» Objective: Rewrite the lines below as a numbered list, starting at the first line and ending at the one that contains "837 408 L 888". Drop blank lines and leave out the pictures.

----------------------------------------

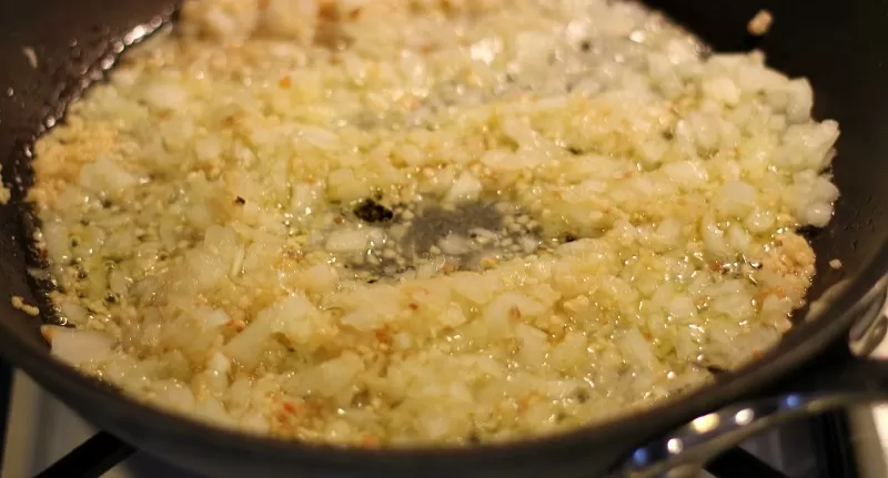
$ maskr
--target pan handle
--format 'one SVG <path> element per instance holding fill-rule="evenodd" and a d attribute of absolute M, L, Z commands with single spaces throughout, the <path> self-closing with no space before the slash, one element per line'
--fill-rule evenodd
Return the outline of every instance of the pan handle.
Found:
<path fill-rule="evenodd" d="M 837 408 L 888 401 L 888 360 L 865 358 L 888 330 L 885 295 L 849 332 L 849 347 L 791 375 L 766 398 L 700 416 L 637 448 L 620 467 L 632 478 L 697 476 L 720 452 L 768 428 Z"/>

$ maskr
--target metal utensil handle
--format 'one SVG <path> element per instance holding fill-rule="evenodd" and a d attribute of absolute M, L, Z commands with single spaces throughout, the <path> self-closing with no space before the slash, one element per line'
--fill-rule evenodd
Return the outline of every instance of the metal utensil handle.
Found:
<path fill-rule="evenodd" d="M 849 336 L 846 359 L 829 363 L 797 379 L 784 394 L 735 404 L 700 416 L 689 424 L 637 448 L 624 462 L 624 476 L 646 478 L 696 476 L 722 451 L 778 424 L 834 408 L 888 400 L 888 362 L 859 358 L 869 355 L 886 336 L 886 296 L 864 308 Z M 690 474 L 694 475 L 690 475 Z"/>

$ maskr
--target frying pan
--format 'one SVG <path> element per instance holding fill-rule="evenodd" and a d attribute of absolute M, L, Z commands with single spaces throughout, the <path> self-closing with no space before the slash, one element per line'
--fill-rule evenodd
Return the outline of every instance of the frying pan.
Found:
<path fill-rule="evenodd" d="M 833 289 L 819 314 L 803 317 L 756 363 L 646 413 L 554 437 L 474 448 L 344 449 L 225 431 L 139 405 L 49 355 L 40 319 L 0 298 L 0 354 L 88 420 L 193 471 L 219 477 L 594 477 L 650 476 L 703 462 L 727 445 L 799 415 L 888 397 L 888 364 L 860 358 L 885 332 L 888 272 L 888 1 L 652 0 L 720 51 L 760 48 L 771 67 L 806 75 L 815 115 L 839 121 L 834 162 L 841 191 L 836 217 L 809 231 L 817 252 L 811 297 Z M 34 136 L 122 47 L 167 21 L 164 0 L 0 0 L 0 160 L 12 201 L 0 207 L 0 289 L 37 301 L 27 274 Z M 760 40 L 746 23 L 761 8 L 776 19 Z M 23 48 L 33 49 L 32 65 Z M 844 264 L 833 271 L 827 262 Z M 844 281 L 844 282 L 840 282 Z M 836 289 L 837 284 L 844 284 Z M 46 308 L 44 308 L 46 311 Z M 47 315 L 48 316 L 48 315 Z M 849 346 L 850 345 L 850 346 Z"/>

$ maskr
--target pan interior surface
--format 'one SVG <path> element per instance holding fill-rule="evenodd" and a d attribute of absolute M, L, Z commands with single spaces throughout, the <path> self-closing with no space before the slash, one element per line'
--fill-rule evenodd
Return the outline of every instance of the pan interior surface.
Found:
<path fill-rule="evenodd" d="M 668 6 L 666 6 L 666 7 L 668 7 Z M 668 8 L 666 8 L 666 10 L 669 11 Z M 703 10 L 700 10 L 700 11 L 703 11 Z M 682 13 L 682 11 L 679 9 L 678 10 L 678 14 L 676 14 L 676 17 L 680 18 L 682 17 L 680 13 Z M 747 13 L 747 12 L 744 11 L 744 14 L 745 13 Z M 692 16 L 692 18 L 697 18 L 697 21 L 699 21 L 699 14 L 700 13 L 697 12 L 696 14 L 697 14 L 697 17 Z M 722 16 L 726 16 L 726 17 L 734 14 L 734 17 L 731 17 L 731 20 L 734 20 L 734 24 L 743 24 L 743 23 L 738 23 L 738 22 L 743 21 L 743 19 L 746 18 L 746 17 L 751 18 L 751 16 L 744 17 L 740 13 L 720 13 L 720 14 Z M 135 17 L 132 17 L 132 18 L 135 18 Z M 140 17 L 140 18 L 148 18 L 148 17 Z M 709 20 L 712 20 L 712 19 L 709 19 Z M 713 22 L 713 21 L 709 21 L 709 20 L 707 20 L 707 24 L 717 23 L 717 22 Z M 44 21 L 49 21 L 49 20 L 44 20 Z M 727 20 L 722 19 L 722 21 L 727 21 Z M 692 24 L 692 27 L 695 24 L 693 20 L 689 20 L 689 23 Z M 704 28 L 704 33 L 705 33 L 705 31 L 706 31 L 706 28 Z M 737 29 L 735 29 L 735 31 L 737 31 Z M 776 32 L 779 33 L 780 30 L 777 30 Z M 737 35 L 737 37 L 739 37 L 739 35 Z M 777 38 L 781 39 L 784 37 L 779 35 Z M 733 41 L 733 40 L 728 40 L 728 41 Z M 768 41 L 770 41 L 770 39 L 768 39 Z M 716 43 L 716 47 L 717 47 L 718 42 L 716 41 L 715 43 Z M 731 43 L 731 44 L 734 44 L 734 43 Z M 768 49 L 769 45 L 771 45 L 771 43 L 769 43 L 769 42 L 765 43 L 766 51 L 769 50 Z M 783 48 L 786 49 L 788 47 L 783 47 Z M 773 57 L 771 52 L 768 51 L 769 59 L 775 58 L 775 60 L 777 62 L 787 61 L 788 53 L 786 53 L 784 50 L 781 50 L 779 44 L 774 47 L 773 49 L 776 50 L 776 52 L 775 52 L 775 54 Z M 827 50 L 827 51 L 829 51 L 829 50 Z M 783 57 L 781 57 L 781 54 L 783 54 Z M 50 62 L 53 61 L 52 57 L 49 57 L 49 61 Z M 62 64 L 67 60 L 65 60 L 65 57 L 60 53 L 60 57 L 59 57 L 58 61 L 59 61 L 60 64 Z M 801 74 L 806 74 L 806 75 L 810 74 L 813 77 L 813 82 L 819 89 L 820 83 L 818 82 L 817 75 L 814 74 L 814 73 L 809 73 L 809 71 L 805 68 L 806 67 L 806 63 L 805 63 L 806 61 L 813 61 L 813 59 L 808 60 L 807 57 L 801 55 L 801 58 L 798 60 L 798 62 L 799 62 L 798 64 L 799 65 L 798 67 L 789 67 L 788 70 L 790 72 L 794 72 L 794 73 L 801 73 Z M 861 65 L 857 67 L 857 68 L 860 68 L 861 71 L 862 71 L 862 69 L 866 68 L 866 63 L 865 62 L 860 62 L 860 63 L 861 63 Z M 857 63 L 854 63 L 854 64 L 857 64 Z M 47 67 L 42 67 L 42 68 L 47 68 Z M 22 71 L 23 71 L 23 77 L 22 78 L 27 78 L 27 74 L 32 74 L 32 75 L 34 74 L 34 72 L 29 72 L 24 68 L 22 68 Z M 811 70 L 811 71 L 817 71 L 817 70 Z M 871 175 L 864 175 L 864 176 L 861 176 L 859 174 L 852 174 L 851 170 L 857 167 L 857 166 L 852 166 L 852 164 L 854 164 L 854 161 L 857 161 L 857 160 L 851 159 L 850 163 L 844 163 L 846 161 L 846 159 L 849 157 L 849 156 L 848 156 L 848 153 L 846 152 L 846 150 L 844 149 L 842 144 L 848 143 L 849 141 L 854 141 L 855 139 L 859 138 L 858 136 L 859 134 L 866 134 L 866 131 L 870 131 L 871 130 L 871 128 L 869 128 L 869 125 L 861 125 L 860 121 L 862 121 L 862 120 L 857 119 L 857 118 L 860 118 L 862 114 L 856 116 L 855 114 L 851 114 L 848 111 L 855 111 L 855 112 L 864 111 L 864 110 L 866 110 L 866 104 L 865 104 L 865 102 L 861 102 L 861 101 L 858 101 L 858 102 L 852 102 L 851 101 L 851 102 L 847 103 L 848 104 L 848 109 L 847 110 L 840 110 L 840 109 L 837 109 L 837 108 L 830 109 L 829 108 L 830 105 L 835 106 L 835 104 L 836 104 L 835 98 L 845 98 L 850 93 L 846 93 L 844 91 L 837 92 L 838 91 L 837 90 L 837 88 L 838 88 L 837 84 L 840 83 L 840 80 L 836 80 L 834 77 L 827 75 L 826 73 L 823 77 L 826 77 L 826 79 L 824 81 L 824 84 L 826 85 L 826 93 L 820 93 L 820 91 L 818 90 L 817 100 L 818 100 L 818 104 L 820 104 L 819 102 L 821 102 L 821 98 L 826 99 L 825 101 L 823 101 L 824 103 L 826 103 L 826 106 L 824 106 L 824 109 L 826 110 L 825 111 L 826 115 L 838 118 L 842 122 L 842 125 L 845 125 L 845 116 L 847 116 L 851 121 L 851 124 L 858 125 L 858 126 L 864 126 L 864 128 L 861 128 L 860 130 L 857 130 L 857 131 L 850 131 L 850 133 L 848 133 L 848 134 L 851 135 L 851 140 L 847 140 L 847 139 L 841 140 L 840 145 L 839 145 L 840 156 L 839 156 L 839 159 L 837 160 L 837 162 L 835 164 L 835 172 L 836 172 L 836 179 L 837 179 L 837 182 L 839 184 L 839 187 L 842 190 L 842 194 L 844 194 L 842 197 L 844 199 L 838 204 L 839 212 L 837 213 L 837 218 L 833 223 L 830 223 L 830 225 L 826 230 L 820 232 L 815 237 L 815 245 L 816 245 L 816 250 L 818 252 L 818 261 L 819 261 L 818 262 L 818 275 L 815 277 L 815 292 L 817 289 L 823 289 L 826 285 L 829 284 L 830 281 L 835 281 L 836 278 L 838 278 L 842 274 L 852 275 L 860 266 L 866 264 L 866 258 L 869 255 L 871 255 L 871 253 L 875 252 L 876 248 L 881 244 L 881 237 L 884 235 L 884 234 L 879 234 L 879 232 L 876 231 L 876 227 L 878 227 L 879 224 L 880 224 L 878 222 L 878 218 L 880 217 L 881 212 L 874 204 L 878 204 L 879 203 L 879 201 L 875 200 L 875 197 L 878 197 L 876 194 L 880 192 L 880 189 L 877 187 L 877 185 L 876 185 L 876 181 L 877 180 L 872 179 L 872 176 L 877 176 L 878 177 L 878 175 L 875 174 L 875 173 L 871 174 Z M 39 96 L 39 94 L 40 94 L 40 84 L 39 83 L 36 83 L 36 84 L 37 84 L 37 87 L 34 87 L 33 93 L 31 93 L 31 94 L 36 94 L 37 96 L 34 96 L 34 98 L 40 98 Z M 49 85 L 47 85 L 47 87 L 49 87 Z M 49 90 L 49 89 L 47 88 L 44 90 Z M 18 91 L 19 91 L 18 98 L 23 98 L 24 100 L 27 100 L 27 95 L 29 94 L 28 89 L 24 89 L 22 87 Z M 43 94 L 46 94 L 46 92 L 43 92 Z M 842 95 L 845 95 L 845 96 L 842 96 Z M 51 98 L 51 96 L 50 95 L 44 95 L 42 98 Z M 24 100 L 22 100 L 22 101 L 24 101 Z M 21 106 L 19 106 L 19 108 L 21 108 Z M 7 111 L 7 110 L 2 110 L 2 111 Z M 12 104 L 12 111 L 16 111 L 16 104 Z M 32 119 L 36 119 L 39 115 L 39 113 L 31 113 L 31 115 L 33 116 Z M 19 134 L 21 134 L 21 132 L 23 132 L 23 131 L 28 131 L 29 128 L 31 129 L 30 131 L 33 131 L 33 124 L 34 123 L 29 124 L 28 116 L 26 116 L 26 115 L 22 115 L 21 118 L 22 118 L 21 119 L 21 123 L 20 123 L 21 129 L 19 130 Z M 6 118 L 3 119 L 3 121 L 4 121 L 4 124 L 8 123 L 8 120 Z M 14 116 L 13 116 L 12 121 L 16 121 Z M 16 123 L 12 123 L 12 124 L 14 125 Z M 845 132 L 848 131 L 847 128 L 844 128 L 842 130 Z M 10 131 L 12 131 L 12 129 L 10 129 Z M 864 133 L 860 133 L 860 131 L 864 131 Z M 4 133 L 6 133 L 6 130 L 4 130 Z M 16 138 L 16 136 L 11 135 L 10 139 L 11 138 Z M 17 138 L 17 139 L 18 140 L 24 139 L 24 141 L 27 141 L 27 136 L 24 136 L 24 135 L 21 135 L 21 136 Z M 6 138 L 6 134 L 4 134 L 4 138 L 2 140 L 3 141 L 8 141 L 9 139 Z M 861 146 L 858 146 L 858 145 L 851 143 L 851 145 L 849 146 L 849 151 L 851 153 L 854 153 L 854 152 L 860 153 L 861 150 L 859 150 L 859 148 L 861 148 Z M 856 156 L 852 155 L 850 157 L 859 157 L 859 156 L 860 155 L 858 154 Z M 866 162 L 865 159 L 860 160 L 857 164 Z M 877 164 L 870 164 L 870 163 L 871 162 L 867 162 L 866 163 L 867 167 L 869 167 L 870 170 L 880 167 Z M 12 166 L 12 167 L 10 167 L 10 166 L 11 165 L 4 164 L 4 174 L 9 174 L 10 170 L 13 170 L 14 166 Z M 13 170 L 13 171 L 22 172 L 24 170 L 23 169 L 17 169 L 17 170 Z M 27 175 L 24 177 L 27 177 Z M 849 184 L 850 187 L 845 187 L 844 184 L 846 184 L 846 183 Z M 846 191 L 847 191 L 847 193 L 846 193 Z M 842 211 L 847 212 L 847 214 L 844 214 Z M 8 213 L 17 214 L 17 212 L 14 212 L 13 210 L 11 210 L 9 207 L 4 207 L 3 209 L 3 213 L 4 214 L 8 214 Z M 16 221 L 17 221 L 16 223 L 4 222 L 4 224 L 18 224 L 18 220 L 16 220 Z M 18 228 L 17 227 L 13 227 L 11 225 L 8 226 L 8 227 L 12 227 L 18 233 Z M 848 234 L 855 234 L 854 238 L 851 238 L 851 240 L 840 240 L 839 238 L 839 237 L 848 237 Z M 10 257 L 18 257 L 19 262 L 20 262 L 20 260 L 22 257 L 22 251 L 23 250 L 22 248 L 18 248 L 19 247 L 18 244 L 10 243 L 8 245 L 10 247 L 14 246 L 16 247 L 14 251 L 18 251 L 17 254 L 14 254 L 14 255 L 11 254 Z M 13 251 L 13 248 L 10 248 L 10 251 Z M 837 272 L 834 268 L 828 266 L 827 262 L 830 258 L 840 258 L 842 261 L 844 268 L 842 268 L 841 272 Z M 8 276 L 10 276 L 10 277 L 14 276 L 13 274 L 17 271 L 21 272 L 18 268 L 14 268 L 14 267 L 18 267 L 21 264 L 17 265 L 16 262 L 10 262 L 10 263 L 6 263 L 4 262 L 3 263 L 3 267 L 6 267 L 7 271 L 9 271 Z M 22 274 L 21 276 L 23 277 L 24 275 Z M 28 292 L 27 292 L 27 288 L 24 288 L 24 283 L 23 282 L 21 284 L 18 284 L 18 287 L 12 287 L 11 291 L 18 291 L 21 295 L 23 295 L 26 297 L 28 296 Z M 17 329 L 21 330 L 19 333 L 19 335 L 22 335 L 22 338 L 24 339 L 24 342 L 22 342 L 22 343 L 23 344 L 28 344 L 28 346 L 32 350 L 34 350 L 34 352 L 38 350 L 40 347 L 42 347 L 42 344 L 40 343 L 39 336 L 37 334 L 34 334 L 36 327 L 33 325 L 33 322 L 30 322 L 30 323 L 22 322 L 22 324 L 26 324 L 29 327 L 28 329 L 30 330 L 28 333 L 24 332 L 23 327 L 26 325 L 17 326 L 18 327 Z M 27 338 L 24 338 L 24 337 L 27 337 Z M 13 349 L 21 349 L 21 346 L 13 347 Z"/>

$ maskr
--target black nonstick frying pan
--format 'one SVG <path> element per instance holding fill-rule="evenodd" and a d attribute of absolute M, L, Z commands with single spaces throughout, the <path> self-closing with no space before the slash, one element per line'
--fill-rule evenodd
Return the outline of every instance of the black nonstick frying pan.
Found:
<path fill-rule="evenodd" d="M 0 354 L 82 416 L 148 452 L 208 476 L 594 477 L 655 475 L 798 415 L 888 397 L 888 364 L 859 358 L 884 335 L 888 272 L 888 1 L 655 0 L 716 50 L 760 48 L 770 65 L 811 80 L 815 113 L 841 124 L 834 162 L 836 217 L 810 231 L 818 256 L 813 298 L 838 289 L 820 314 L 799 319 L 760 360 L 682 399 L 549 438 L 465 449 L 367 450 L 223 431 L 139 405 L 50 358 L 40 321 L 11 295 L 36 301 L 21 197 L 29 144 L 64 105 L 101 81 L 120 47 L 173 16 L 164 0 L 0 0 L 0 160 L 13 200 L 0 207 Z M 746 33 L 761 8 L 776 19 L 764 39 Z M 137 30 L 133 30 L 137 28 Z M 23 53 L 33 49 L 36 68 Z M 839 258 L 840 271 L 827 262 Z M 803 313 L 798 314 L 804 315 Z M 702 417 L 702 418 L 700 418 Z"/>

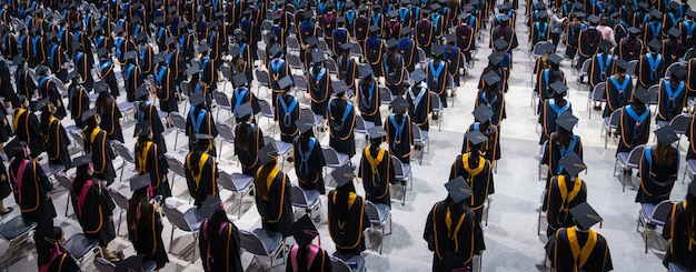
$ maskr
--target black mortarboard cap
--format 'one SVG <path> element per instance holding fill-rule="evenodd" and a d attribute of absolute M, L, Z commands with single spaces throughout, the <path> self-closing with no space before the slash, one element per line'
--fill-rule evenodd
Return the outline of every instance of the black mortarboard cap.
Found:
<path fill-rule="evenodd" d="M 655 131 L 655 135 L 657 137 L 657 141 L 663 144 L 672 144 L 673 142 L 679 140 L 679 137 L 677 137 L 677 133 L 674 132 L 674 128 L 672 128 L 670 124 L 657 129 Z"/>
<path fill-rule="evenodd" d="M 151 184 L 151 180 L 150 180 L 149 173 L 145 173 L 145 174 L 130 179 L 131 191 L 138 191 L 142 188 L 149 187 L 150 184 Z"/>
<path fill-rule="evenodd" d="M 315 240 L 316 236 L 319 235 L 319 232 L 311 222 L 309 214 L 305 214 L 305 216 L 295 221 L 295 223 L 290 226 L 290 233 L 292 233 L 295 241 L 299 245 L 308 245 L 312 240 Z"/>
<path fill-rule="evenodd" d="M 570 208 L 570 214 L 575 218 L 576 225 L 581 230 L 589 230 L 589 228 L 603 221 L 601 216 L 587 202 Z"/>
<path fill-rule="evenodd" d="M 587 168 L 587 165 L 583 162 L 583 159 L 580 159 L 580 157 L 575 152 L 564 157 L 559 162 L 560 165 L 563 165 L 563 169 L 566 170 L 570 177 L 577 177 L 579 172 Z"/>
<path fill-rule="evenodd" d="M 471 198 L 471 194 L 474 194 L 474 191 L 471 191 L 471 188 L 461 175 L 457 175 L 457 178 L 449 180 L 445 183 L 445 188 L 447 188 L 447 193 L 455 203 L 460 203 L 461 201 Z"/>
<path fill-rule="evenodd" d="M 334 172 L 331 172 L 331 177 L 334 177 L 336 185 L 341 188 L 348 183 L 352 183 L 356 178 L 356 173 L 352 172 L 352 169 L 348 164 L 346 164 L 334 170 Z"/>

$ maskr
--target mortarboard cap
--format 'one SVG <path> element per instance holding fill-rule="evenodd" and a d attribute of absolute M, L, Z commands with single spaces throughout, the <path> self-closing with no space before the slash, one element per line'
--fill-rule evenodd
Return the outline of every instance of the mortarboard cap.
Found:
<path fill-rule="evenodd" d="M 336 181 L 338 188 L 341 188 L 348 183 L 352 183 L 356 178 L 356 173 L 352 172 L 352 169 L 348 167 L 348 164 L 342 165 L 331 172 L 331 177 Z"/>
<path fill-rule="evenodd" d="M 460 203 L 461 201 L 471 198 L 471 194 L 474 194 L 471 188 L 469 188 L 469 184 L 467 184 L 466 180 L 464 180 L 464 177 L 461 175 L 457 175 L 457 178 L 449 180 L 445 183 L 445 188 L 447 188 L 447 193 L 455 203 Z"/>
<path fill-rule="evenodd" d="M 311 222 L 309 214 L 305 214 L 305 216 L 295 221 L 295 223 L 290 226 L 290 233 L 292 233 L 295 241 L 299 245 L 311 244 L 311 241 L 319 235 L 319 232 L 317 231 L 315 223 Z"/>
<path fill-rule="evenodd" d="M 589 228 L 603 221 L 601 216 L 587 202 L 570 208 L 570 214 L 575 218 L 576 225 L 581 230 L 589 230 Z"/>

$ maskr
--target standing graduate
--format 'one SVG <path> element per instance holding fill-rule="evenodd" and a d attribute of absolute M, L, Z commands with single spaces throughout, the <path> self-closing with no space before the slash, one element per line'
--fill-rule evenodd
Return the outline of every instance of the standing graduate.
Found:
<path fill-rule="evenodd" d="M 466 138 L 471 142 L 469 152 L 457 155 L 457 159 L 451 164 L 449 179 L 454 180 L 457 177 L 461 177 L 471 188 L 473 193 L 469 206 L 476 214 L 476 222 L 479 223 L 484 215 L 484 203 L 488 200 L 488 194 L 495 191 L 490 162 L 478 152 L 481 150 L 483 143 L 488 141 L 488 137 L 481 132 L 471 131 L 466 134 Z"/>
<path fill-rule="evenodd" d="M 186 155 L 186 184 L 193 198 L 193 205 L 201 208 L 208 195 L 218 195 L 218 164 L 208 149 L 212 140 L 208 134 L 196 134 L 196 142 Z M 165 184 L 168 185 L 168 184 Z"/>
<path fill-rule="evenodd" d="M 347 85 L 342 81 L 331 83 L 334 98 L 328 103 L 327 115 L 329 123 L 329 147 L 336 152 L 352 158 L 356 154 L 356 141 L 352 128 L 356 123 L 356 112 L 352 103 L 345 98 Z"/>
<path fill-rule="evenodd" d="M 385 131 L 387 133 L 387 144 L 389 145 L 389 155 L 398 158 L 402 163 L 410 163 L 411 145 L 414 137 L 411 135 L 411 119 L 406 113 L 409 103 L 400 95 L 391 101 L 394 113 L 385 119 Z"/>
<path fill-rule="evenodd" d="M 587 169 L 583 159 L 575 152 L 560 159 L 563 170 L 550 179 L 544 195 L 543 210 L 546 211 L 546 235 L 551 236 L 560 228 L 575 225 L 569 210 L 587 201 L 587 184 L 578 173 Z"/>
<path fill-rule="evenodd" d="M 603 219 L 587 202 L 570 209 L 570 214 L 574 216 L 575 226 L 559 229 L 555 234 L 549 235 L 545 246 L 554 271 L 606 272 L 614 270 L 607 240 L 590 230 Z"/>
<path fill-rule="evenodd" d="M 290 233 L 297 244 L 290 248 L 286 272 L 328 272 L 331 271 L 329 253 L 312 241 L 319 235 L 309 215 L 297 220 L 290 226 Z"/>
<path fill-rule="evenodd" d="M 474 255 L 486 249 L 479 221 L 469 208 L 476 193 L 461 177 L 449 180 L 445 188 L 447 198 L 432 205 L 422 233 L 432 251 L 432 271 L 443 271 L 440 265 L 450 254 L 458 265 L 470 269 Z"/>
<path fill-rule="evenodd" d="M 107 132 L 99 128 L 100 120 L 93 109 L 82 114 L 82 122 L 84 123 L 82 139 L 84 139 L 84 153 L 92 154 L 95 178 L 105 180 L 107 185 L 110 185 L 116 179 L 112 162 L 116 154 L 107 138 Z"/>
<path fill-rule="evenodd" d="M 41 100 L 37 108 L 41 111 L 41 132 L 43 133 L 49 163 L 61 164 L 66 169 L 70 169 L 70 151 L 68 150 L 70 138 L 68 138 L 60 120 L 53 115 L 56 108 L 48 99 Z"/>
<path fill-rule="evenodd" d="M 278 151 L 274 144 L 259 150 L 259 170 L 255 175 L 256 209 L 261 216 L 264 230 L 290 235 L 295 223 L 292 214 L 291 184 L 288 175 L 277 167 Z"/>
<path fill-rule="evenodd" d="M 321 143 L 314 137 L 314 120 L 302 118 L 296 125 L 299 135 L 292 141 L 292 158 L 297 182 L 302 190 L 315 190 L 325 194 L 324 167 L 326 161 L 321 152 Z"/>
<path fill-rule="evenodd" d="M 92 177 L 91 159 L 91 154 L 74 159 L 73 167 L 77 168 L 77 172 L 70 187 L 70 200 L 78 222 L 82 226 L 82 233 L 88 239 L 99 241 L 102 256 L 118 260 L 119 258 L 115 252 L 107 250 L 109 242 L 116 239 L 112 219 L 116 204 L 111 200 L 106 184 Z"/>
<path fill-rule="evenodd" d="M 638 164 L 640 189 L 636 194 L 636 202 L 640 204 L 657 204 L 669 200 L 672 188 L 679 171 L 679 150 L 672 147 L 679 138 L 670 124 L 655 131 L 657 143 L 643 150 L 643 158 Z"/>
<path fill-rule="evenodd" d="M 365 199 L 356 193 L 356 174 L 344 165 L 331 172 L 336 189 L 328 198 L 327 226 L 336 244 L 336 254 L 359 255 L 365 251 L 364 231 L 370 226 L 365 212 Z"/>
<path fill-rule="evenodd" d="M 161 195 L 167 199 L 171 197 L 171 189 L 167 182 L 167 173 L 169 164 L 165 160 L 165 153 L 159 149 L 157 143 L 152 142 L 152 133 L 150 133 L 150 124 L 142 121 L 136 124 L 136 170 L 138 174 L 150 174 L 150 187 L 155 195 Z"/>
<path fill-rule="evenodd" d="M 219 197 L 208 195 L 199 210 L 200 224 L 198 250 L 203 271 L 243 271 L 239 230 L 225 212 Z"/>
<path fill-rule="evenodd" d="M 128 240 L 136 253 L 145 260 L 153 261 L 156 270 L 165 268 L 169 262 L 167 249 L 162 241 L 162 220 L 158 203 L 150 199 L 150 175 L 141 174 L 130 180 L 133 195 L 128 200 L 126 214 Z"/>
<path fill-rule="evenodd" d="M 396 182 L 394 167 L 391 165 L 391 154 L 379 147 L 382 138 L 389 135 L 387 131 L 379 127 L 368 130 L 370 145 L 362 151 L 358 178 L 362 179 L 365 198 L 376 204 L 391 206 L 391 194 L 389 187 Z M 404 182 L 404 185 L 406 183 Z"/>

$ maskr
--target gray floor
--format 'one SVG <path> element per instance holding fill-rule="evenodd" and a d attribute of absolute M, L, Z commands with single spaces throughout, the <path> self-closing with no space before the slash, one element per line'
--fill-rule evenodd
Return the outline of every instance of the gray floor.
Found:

----------------------------------------

» Solution to this problem:
1. $ maskr
2. --target pan handle
3. --format 'one SVG <path> element per instance holding fill-rule="evenodd" and a d attribute of absolute M, L, Z commands with single spaces throughout, the <path> self-closing with no space before the slash, one element per line'
4. --fill-rule evenodd
5. Return the outline of every instance of the pan handle.
6. Found:
7. <path fill-rule="evenodd" d="M 837 408 L 888 401 L 888 360 L 865 358 L 888 330 L 885 295 L 849 332 L 849 347 L 791 375 L 766 398 L 700 416 L 637 448 L 620 467 L 632 478 L 697 476 L 720 452 L 768 428 Z"/>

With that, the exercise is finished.